Work item: When a line of the entries contains the word "ymin", report that line.

[Stored dataset items]
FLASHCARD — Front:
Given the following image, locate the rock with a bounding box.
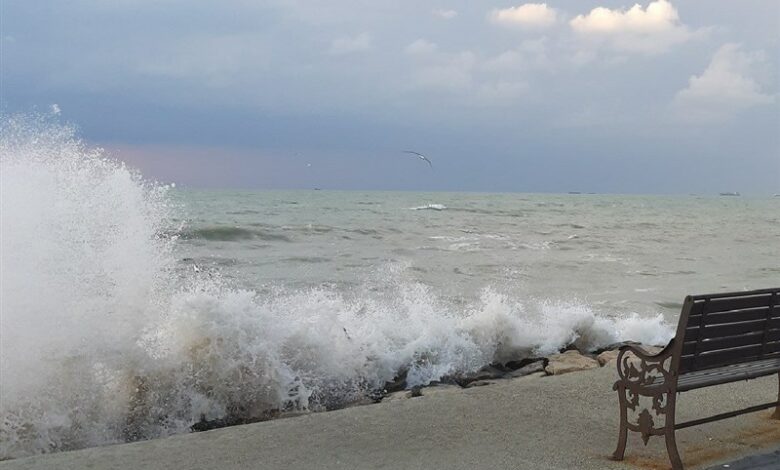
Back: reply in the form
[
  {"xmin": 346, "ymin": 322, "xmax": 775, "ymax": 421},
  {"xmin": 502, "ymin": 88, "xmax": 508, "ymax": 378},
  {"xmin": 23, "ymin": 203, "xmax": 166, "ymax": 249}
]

Answer space:
  {"xmin": 346, "ymin": 322, "xmax": 775, "ymax": 421},
  {"xmin": 502, "ymin": 88, "xmax": 508, "ymax": 378},
  {"xmin": 23, "ymin": 203, "xmax": 166, "ymax": 249}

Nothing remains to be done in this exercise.